** start of Source document **

To finish the game, Ma5termind has to cross N levels. At each level of the game, Ma5termind has to face M enemies. Each enemy has its associated power P and some number of bullets B. To knock down an enemy, Ma5termind needs to shoot him with one or multiple bullets whose collective count is equal to the power of the enemy. If Ma5termind manages to knock down any one enemy at a level, the rest of them run away and the level is cleared.

Here comes the challenging part of the game.
Ma5termind acquires all the bullets of an enemy once he has knocked him down. Ma5termind can use the bullets acquired after killing an enemy at ith level only till the (i+1)th level.

However, the bullets Ma5termind carried before the start of the game can be taken forward and can be used to kill more enemies.

Now, Ma5termind has to guess the minimum number of bullets he must have before the start of the game so that he clears all the N levels successfully.

** end of Source document **
** start of Records shown **

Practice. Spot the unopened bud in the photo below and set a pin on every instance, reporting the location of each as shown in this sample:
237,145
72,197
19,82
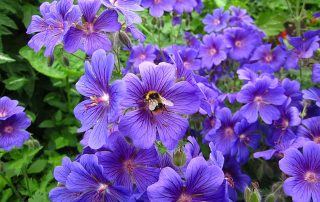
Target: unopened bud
125,40
50,60
179,158
65,61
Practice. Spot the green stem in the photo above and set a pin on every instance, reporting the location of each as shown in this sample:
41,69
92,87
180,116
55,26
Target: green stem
25,176
15,191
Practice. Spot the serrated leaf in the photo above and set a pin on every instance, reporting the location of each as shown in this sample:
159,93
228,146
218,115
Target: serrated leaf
5,195
47,124
37,166
5,58
6,21
57,70
23,158
14,83
38,196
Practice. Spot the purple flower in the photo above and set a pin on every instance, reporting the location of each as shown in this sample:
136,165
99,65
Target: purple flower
85,181
312,94
127,8
303,171
157,100
8,108
303,48
56,21
246,136
12,131
157,7
212,51
192,41
90,36
310,129
234,178
239,16
283,127
275,58
127,165
102,104
279,148
261,97
224,137
316,73
201,183
217,21
189,59
241,42
140,54
187,6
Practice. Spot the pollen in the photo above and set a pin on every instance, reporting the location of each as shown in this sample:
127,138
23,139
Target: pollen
8,129
3,114
311,177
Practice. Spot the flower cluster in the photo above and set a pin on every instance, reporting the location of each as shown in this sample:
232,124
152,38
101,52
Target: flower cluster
164,90
81,27
13,122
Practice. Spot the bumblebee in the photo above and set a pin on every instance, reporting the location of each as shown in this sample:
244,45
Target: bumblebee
156,102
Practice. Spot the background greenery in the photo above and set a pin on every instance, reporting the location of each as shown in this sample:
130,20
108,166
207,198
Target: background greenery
46,87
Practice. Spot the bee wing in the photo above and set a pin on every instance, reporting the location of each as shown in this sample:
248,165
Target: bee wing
166,102
152,104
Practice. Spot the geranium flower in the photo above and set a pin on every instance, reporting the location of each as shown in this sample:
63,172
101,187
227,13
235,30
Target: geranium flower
157,100
128,166
51,28
217,21
303,171
102,104
200,184
90,36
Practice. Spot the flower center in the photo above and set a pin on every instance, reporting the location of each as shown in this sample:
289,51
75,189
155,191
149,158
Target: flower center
8,129
142,56
228,132
316,139
285,123
229,179
88,28
187,65
212,51
105,99
268,58
184,198
216,22
102,188
3,114
129,166
238,44
156,103
258,100
311,177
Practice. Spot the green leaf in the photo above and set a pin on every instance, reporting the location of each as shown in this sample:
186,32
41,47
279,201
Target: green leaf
28,11
15,83
271,23
5,195
6,21
38,196
5,58
23,157
58,69
37,166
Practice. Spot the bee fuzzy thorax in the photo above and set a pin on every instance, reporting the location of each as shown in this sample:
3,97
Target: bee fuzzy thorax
155,102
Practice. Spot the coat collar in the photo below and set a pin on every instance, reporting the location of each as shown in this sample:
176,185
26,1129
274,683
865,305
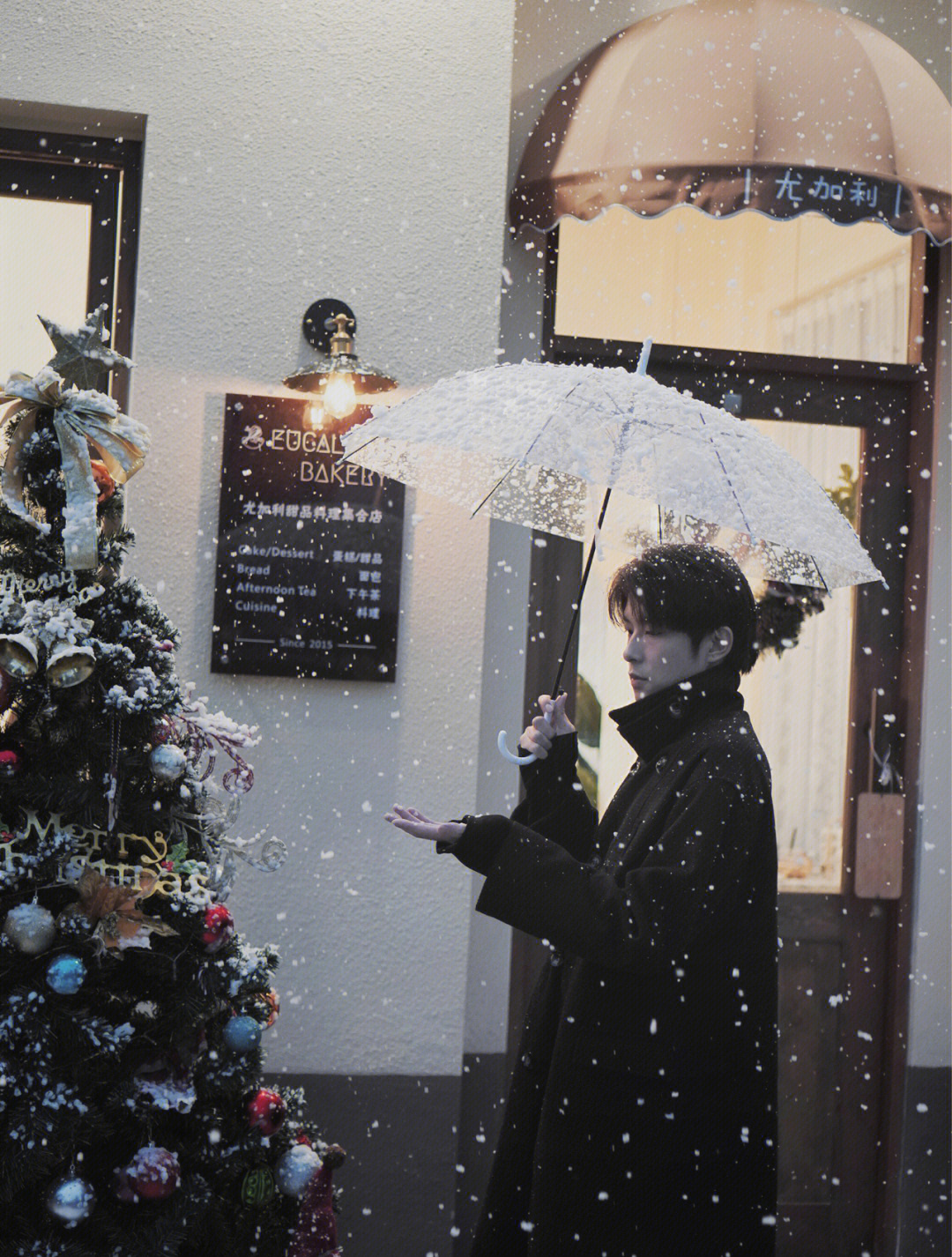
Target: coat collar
649,725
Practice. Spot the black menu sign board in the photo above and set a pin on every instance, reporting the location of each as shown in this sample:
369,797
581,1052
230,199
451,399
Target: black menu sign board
307,581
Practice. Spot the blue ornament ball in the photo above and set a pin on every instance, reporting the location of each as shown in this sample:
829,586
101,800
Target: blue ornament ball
242,1033
65,974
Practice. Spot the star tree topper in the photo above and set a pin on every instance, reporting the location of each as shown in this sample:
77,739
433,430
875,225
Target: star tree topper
82,356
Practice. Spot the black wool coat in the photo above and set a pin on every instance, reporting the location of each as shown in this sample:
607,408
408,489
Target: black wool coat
642,1114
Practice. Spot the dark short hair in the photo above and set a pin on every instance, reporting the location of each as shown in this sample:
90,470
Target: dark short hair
688,589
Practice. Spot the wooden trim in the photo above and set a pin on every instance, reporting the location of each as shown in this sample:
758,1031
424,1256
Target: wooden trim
107,175
925,434
917,289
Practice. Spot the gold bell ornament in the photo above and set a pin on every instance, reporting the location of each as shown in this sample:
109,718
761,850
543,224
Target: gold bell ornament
70,666
19,657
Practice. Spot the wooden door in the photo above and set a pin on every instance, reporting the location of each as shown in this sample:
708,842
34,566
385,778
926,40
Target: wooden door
840,1002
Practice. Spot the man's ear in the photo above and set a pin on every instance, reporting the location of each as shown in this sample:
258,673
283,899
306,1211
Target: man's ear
717,645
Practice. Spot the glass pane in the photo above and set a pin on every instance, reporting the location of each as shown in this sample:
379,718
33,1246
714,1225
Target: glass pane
799,700
44,259
748,283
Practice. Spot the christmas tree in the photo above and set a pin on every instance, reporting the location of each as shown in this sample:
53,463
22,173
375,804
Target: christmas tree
133,1120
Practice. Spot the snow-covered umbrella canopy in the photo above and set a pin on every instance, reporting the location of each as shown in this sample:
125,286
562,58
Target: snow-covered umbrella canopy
771,105
539,444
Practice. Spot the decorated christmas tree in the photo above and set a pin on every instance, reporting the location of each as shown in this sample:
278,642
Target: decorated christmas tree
133,1119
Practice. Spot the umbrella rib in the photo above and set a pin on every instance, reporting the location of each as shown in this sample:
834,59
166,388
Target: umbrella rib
730,484
524,454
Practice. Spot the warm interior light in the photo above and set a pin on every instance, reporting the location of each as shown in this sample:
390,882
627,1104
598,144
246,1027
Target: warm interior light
315,415
339,398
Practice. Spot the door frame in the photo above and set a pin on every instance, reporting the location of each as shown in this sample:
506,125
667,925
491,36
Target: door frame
825,389
107,175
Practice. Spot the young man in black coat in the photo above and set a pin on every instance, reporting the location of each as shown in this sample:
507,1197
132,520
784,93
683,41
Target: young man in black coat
642,1115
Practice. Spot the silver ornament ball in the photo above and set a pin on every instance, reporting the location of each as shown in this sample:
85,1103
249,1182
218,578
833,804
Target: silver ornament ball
30,928
167,763
295,1168
71,1200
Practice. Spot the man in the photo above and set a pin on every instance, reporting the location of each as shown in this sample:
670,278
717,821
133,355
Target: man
642,1115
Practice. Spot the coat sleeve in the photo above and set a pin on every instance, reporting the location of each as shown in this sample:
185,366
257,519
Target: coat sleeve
554,807
625,918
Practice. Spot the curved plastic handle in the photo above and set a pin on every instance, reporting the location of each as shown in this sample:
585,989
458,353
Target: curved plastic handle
507,755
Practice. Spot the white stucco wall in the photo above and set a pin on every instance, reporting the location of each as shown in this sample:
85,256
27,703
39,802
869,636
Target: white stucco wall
294,152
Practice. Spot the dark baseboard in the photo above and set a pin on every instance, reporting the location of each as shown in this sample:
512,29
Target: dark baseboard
400,1135
927,1156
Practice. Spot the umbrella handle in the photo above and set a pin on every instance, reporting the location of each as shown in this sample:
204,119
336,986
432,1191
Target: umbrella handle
507,755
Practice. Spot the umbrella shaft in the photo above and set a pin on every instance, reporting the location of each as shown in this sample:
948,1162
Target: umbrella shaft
563,657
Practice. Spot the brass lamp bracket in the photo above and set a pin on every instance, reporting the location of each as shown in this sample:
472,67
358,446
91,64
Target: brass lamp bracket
330,326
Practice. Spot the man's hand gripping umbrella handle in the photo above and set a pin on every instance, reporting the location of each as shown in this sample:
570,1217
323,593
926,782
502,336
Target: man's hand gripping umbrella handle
501,740
507,755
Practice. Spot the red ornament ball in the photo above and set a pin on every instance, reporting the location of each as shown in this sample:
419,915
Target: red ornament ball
219,926
267,1112
152,1174
105,483
9,763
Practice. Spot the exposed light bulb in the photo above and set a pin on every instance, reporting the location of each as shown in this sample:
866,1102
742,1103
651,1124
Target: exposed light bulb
339,396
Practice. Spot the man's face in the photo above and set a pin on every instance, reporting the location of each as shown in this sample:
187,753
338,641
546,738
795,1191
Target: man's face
658,658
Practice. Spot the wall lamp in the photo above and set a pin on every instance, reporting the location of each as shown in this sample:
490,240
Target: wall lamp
338,375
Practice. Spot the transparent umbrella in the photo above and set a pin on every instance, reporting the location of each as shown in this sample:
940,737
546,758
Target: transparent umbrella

** end of Records shown **

__Things to do__.
- A) Check each statement against the Ma5termind game description and answer yes or no, quoting the words of the text that settle it. (i) Knocking down a single enemy is enough to clear a level. (ii) Bullets taken from an enemy at one level stay usable for every later level. (iii) Bullets held before the game begins can be carried forward.
- B) Pick up the Ma5termind game description after its final sentence and keep writing it.

__Expected outputs__.
- A)
(i) Yes: "If Ma5termind manages to knock down any one enemy at a level, the rest of them run away and the level is cleared."
(ii) No: "Ma5termind can use the bullets acquired after killing an enemy at ith level only till the (i+1)th level."
(iii) Yes: "the bullets Ma5termind carried before the start of the game can be taken forward and can be used to kill more enemies."

- B)
NOTE

1.Bullets carried before the start of the game can be used to kill an enemy at any level.
2.One bullet decreases the power of an enemy by 1 Unit.
3.For better understanding of the problem look at the sample testcases.
Input Format

First line of input contains a single integer T denoting the number of test cases.
First line of each test case contains two space separated integers N and M denoting the number of levels and number of enemies at each level respectively.
Each of next N lines of a test case contain M space separated integers, where jth integer in the ith line denotes the power P of jth enemy on the ith level.
Each of the next N lines of a test case contains M space separated integers, where jth integer in the ih line denotes the number of bullets B jth enemy of ith level has.

Constraints
1 <= T <= 100
1 <= N <= 100
1 <= M <= 5*10^5
1 <= P,B <= 1000
For each test file, sum of N * M over all the test cases does not exceed 5*10^5.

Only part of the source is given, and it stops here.